Hay problemas, problemitas y problemotes, pero el problema mayor de la humanidad es cómo darles de comer a 7.500 millones de personas (para el 2050, 9.000) sin destruir el planeta en el intento. El acercamiento científico es la mejor forma de resolver ese tipo de problemas. Es un razonamiento sano, que no nos deja engañarnos a nosotros mismos por más que nos empeñemos. Nos recuerda que no se piensa con el corazón ni con la boca del estómago, sino con el cerebro.
Hace poco, en medio de ataques insensatos contra las vacunas (ejemplo de cómo atacar las soluciones) se dieron otros, tal vez por analogía tecnológica, acusando a los organismos transgénicos de los más curiosos males. Una nutricionista afirmó por radio que el aumento de alergias contra el gluten se debía al trigo transgénico que consumíamos. Su argumento tenía dos pequeñas fallas: la primera, que no se ha demostrado ningún aumento real de esa alergia; la segunda, que no consumimos trigo transgénico. Para ella, el culpable de un aumento que no existe fue un consumo que no se dio.
Esa lógica extraña se repite en ataques a muchas soluciones que la biotecnología le ha venido dando al ‘problema mayor’. Hay que recordarles a quienes tienen horror sagrado a la transferencia de genes entre especies que esta se ha dado siempre espontáneamente en la naturaleza y que todas las plantas domesticadas (ancestralmente) han sufrido procesos de selección artificial que han cambiado sus propiedades.
Algunos transgénicos mejoran las cualidades nutritivas del alimento aumentando su contenido de proteínas o suplementándolo con vitaminas ausentes en algunas dietas
A quienes temen por la salud se les debe recordar que algunos de esos productos, como la soya, el maíz y el algodón, son ya consumidos masivamente hace más de 20 años en todo el mundo, que hay más de 2.000 millones de hectáreas sembradas con ellos y que varios miles de millones de personas los hemos consumido (sí, ustedes también), sin ningún reporte verificable de que hagan daño. Las pruebas que les exigen las autoridades sanitarias son mucho más estrictas que las de otros cultivos. Algunos transgénicos mejoran las cualidades nutritivas del alimento aumentando su contenido de proteínas o suplementándolo con vitaminas ausentes en algunas dietas.

* _DATOS SIN PROCESAR_
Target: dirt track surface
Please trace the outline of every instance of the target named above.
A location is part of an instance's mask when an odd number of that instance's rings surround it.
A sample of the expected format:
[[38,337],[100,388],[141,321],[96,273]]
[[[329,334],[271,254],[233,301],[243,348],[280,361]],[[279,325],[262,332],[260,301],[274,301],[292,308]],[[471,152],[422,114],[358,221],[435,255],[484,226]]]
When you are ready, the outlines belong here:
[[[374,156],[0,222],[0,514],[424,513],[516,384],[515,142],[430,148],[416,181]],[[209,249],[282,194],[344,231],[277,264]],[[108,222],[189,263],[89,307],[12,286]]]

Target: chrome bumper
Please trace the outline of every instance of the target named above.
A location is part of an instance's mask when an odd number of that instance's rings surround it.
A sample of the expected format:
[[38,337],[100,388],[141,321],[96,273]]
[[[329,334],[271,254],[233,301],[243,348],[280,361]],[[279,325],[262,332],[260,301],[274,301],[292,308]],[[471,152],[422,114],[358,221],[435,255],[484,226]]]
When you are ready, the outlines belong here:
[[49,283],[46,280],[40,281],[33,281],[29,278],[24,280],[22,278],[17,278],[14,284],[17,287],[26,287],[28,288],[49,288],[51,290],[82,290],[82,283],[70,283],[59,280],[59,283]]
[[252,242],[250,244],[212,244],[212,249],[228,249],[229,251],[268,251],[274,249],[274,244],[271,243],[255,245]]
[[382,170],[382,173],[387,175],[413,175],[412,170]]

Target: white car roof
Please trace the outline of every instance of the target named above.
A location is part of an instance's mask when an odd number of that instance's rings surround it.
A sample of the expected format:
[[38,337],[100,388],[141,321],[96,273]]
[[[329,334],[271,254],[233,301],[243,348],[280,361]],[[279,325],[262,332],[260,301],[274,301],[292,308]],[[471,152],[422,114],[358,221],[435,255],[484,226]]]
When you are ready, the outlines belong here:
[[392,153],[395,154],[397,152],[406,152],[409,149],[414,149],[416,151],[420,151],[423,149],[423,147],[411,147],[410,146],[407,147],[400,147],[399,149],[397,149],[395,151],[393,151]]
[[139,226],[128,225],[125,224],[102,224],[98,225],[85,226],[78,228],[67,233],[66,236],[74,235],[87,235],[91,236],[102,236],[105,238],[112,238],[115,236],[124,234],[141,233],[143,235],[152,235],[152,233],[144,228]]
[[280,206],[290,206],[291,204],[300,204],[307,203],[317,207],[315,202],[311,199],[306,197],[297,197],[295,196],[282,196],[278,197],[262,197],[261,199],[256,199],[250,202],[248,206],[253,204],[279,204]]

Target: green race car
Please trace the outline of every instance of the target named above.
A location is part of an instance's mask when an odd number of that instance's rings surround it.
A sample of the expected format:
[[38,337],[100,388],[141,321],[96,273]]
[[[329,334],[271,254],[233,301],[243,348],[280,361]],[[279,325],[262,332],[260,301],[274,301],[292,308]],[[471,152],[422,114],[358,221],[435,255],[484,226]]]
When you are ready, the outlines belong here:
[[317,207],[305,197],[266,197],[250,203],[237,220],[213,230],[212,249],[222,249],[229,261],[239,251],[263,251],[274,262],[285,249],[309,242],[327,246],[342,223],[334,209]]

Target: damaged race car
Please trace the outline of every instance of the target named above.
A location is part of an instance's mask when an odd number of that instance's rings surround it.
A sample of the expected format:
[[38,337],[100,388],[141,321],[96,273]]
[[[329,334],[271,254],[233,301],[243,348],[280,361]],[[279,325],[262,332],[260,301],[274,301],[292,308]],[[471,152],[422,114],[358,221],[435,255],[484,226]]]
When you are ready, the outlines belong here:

* _TAREAS Y EJERCICIOS_
(a) Cita el fragmento del texto sobre los alimentos transgénicos que empieza con "Esa lógica extraña" y sigue hasta "cambiado sus propiedades.".
(b) Escribe la continuación del texto sobre los alimentos transgénicos a partir de su última oración.

* _SOLUCIONES DE EJERCICIOS_
(a)
Esa lógica extraña se repite en ataques a muchas soluciones que la biotecnología le ha venido dando al ‘problema mayor’. Hay que recordarles a quienes tienen horror sagrado a la transferencia de genes entre especies que esta se ha dado siempre espontáneamente en la naturaleza y que todas las plantas domesticadas (ancestralmente) han sufrido procesos de selección artificial que han cambiado sus propiedades.

(b)
Pero, los transgénicos no son el único producto tecnológico que está transformando la agricultura. Se desarrollan, por ejemplo, tecnologías digitales que permiten dosificar, por goteo local, los herbicidas. Hoy hay drones que fotografían las parcelas y guían a los aspersores de los tractores para que fumiguen las malezas individualmente, disminuyendo al mínimo la contaminación. La química se ha sofisticado con productos cada vez más específicos para las plagas y más inocuos para los demás.
Algo de lo dicho acá muestra el potencial único, no suficientemente enfatizado, que tiene la nueva tecnología agrícola para proteger el medioambiente. La expansión de la frontera agrícola a costa de bosques y páramos solo se puede controlar aumentando la productividad de las tierras actualmente en uso y la posibilidad de usar otras hoy desérticas. Los abonos nitrogenados contaminantes podrán desaparecer con recombinantes que usen el nitrógeno del aire. Hay tecnologías que disminuyen el uso de plaguicidas y se complementan con bacterias que los degradan en el suelo.
Quienes abogan por un regreso a las “condiciones naturales” y a técnicas ancestrales deben saber que estas eran sostenibles (y no siempre) en poblaciones muy pequeñas y que morían jóvenes. Los cazadores-agricultores debían migrar, tumbando bosque de parcela en parcela, a medida que se agotaban. Hoy, eso no es posible: la parcela más próxima queda en Marte y no es buena. Ojalá que entre los planes de Minagricultura para el posconflicto haya mucha transferencia de tecnología y poca magia.